-- Using the information --
**a.** Name every city mentioned in the polio timeline below.
**b.** Write out the part of the polio timeline between "1942 -- The" and "1945 to 1949.", inclusive.

1916 - There is a large outbreak of polio in the United States. Though the total number of affected individuals is unknown, over 9,000 cases are reported in New York City along. Attempts at controlling the disease largely involve the use of isolation and quarantine, neither of which is successful.

1928 - Philip Drinker and Louis Shaw develop the iron lung, a large metal tank equipped with a pump that assists respiration, is field tested and goes into commercial production three years later.

Photo courtesy of the University of Pennsylvania
1934 - There is a major outbreak of poliio in Los Angeles. Nearly 2,500 polio cases are treated from May through November of that year at the Los Angeles County General Hospital alone.

1935 - Physicians Maurice Brodie and John Kollmer compete against each other, trying to be the first to develop a successful polio vaccine. Field trials fail with disastrous results as vaccines are blamed for causing many cases of polio, some of which are fatal.

1937 - Franklin Roosevelt announces the creation of the National Foundation for Infantile paralysis.

1938 - Entertainer Eddie Canter coins the name "March of Dimes" as he urges radio listeners to send their spare change to the White House to be used by the National Foundation for Infantile Paralysis in the fight against polio. The name sticks.

1940 - Sister Elizabeth Kenny travels from her native Australia to California where she is virtually ignored by the medical community. She then travels to Minnesota where she give the first presentation in the United States to members of the Mayo Clinic staff regarding her procedures for treating polio patients by means of hot-packing and stretching affected limbs.

1942 -- The first Sister Kenny Institute opens in Minneapolis.

1943 - The Sister Kenny Foundation is formed, and Kenny's procedures become the standard treatment for polio patients in the United States, replacing the ineffective traditional approaches of "convalescent serum" and immobilization.

1945 - Large epidemics of polio in the United States occur immediately after the war with an average of more than 20,000 cases a year from 1945 to 1949.

1947 - Jonas Salk accepts a position in Pittsburgh at the new medical laboratory funded b y the Sarah Mellon Scientific Foundation.

-- Information shown --
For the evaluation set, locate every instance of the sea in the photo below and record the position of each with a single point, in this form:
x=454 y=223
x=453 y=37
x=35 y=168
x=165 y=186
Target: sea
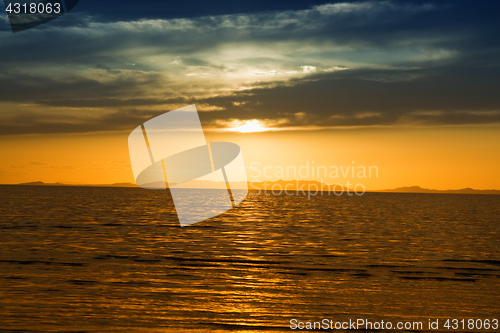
x=96 y=259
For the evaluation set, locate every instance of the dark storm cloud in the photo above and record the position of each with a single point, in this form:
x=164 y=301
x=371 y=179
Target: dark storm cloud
x=409 y=63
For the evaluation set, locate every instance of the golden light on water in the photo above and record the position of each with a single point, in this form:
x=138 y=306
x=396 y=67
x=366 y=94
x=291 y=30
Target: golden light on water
x=248 y=126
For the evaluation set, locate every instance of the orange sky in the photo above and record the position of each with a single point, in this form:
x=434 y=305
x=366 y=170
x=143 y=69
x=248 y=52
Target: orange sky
x=432 y=157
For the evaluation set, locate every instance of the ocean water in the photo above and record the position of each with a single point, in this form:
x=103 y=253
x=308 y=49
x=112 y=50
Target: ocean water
x=83 y=259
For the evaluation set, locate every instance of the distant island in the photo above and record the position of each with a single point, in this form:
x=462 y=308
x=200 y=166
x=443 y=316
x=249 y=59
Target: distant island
x=290 y=185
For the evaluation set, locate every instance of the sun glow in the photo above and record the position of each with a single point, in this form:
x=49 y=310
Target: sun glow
x=248 y=126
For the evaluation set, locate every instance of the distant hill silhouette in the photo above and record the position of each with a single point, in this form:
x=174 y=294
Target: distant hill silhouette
x=289 y=185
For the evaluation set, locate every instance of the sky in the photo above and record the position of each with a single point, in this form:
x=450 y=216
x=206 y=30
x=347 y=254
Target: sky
x=410 y=87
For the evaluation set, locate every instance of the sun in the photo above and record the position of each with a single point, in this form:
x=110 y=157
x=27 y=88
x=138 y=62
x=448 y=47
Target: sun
x=248 y=126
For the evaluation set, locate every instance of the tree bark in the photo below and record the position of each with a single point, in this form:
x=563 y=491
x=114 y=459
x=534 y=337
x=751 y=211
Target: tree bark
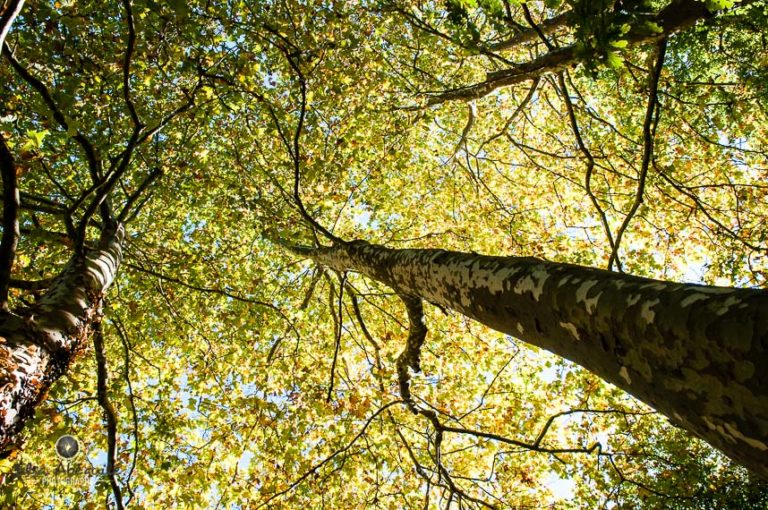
x=38 y=344
x=697 y=354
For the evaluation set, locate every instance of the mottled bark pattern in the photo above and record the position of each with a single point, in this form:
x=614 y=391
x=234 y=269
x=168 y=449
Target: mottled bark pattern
x=697 y=354
x=38 y=346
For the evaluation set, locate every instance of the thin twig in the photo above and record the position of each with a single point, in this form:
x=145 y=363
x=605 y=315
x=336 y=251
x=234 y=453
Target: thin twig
x=653 y=106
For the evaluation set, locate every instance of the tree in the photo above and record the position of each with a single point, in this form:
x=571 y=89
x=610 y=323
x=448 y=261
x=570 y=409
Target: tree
x=221 y=135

-- Your written answers --
**a.** New York City, Los Angeles, Minneapolis, Pittsburgh

**b.**
1942 -- The first Sister Kenny Institute opens in Minneapolis.

1943 - The Sister Kenny Foundation is formed, and Kenny's procedures become the standard treatment for polio patients in the United States, replacing the ineffective traditional approaches of "convalescent serum" and immobilization.

1945 - Large epidemics of polio in the United States occur immediately after the war with an average of more than 20,000 cases a year from 1945 to 1949.